* Your instructions
Please return the material below line for line without any changes, leaving out the pictures.

[Shape annotation entries]
━━━━━━━━

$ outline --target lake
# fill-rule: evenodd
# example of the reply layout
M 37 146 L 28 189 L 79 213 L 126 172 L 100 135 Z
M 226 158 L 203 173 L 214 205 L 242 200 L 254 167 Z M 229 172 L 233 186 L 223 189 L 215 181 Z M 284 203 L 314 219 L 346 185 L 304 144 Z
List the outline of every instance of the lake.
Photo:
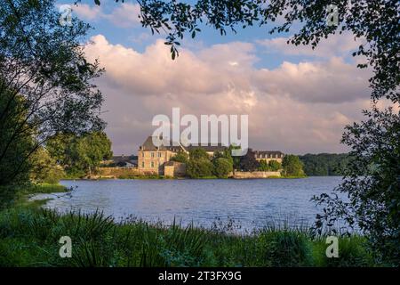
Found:
M 271 221 L 312 224 L 321 212 L 310 201 L 331 192 L 341 177 L 302 179 L 199 179 L 61 181 L 70 193 L 40 194 L 52 198 L 45 208 L 65 212 L 103 211 L 116 221 L 137 217 L 148 222 L 209 227 L 213 222 L 235 220 L 239 231 L 252 231 Z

━━━━━━━━

* Task response
$ outline --target lake
# fill-rule: evenodd
# example of the reply layout
M 37 146 L 28 189 L 79 213 L 126 172 L 100 135 Z
M 226 158 L 203 173 L 214 205 L 242 200 L 254 167 Z M 229 172 L 233 186 L 223 189 L 215 181 Z M 284 203 L 314 219 L 346 185 L 304 144 Z
List the outline of every instance of the lake.
Photo:
Found:
M 271 221 L 312 224 L 321 212 L 310 201 L 331 192 L 341 177 L 302 179 L 199 179 L 61 181 L 70 193 L 40 194 L 52 198 L 45 208 L 65 212 L 103 211 L 116 221 L 137 217 L 148 222 L 209 227 L 213 222 L 235 220 L 239 231 L 252 231 Z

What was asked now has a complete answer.